Work to complete >>
Copy the records below verbatim, beginning at the line that contains "Task: mark each instance of the children" and ending with the final line of the records.

Material shown >>
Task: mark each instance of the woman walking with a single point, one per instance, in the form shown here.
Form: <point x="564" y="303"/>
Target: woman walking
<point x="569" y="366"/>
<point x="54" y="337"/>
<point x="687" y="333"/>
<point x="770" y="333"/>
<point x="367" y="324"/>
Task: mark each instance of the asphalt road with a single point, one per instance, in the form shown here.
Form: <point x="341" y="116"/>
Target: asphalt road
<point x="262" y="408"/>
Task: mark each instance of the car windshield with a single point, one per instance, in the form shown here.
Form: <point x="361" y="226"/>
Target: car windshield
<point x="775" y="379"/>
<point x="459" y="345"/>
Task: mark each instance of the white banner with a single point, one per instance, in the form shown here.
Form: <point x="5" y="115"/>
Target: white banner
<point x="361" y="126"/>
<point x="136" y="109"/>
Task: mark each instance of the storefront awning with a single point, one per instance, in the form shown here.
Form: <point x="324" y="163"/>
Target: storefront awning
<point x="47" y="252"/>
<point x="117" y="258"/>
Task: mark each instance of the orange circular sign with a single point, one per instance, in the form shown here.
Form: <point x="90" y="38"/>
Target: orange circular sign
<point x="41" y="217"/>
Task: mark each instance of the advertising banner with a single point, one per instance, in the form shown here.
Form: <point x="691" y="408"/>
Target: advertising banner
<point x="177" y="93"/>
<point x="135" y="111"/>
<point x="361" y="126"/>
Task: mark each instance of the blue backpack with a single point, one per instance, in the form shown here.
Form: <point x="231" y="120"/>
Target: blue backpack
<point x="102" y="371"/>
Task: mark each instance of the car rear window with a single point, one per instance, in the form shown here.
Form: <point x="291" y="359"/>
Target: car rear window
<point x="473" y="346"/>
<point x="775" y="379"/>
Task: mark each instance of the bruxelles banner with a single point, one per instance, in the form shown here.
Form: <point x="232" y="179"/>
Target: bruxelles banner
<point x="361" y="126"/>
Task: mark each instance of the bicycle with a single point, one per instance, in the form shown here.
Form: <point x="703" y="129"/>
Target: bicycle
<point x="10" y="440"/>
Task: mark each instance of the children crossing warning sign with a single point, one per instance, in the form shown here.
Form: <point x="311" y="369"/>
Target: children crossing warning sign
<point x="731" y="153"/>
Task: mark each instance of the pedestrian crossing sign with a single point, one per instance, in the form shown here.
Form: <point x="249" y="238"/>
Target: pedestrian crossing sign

Output for this task >>
Task: mark each instance of the children crossing warning sign with a single point, one per instance, in the form shown here.
Form: <point x="311" y="369"/>
Target: children crossing warning sign
<point x="731" y="153"/>
Task: mark each instance of the pedestrian crossing sign with a single point, one per instance, in the form shown here.
Form: <point x="249" y="238"/>
Target: pedestrian crossing sign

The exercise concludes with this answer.